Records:
━━━━━━━━

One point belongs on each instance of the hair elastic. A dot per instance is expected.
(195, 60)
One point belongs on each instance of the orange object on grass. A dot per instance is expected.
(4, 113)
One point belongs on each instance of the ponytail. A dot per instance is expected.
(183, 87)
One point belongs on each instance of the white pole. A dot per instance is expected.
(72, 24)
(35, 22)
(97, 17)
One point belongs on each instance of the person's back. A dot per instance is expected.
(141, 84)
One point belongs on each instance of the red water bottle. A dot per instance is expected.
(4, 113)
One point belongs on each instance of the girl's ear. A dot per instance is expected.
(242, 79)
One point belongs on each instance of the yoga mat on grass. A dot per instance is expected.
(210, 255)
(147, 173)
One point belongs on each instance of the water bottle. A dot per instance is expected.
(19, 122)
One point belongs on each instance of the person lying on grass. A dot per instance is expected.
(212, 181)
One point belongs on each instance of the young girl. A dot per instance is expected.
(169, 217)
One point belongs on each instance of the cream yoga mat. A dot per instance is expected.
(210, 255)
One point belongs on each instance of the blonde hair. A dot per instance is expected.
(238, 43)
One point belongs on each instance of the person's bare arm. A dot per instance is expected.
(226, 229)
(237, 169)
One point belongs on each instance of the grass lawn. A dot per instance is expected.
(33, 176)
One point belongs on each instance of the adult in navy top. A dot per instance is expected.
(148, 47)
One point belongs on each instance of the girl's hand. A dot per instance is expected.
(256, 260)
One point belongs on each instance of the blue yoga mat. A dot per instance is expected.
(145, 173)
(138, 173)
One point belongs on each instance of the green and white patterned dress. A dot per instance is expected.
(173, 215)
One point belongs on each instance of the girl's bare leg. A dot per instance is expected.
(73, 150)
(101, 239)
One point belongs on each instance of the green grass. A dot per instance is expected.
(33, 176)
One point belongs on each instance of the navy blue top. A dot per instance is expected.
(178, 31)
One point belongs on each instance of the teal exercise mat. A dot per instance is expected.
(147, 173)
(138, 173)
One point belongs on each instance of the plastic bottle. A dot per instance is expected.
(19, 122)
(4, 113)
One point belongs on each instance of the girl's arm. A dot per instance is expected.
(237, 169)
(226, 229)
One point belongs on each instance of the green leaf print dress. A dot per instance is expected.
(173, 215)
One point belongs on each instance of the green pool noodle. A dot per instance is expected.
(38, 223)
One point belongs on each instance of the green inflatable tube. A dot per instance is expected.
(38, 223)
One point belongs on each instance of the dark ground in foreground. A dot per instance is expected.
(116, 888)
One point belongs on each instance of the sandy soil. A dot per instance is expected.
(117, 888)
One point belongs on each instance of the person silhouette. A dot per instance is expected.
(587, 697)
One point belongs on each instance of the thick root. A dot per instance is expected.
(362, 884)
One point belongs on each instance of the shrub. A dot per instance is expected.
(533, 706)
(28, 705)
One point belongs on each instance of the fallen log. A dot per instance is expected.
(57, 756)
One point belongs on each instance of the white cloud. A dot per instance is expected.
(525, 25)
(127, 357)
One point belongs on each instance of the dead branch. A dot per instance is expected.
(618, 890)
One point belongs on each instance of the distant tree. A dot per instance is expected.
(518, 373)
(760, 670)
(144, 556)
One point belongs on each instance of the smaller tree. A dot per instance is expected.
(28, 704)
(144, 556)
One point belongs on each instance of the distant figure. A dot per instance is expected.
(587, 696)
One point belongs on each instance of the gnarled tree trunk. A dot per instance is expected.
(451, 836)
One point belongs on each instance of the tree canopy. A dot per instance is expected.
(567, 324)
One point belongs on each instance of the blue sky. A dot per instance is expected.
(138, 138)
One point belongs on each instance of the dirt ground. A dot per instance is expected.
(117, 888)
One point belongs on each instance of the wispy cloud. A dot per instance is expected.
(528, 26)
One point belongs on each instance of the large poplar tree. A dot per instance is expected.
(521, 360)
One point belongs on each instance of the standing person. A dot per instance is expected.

━━━━━━━━

• **Task requirements**
Reproduce all of the records above word for word, changing nothing.

• **Final answer**
One point belongs on each instance of the hair elastic. A dot per instance is expected.
(195, 60)
One point belongs on each instance of the orange object on grass. A dot per instance is expected.
(4, 113)
One point belongs on each instance of the ponytail. A dot per instance is expected.
(183, 87)
One point belongs on each instance of the white pole. A dot per instance is expected.
(72, 24)
(35, 22)
(97, 17)
One point belongs on each instance of the person's back. A dot per instance is expected.
(141, 84)
One point belongs on each instance of the red water bottle. A dot per instance is expected.
(4, 113)
One point belongs on each instance of the girl's ear. A dot per instance is expected.
(242, 79)
One point belongs on each instance of the yoga mat on grass. A dot per instance is expected.
(210, 255)
(147, 173)
One point belongs on each instance of the water bottle. A dot per instance is expected.
(19, 122)
One point belongs on each instance of the person lying on grass. A dot per instance is expected.
(212, 181)
One point belongs on each instance of the young girl. A dot per instance is expected.
(169, 217)
One point belongs on each instance of the cream yoga mat. A dot per instance is expected.
(210, 255)
One point belongs on each instance of the blonde hair. A dot per instance is expected.
(238, 43)
One point belongs on each instance of the person's bare arm. A dot per instance is expected.
(226, 229)
(237, 169)
One point belongs on each instance of the grass lawn. A dot per instance is expected.
(33, 176)
One point belongs on each instance of the adult in navy top. A dot per instance is expected.
(148, 47)
One point belongs on each instance of the girl's hand. A dot per instance is expected.
(256, 260)
One point belongs on each instance of the blue yoga mat. A dot per instance is expected.
(145, 173)
(138, 173)
One point belongs on each instance of the green and white patterned dress. A dot per instance is expected.
(173, 215)
One point belongs on each instance of the girl's bare leg. A dot per instance is expected.
(73, 150)
(101, 239)
One point belongs on each instance of the green grass. A dot per instance is expected.
(33, 176)
One point belongs on each instance of the navy blue top. A dot per instance is expected.
(178, 31)
One point belongs on each instance of the teal exercise mat. A dot per instance is expected.
(147, 173)
(138, 173)
One point belongs on each instance of the plastic bottle. A dot per instance is expected.
(19, 122)
(4, 113)
One point belongs on each instance of the girl's arm. A dot per instance is expected.
(237, 169)
(226, 229)
One point belongs on each instance of the green leaf print dress. A dot per instance is expected.
(173, 215)
One point belongs on each instance of the green pool noodle. A dot per instance is expected.
(38, 223)
One point belongs on each instance of the green inflatable tube. A dot per instance is expected.
(38, 223)
One point belongs on each instance of the dark ground in foreground. A dot per instance is expected.
(116, 888)
One point belongs on each instance of the sandy soil. A dot per instance is expected.
(117, 888)
One point belongs on each instance of the person silhouette. A dot per instance is expected.
(587, 697)
One point belongs on each instance of the thick root. A dot per instance is expected.
(362, 884)
One point belongs on each instance of the shrub. A dot per instance is expected.
(533, 706)
(28, 705)
One point belongs on each instance of the fallen log. A dot per instance is expected.
(57, 756)
One point belongs on each instance of the white cloud. A dot per instance is expected.
(525, 25)
(127, 357)
One point belongs on each instance of the dead branch. A dot per instance is expected.
(618, 890)
One point belongs on each instance of the distant tree. A dot per instance is expected.
(518, 373)
(760, 670)
(144, 556)
One point belongs on each instance of the smaller tree. A dot per instance is expected.
(28, 704)
(144, 556)
One point belongs on each instance of the distant figure. A dot per instance is expected.
(587, 696)
One point belongs on each instance of the gnarled tree trunk. A dot per instance is expected.
(451, 836)
One point belongs on each instance of the tree canopy. A dot per instance is expected.
(567, 324)
One point belongs on each instance of the blue sky. A dot per instance is expected.
(138, 138)
One point belongs on each instance of the dirt ground. A dot per instance is expected.
(117, 888)
One point belongs on each instance of the wispy cloud. A dot per instance is expected.
(528, 26)
One point belongs on each instance of the large poplar tree. A dot per instance is expected.
(521, 360)
One point belongs on each instance of the standing person. A dot per instance is expected.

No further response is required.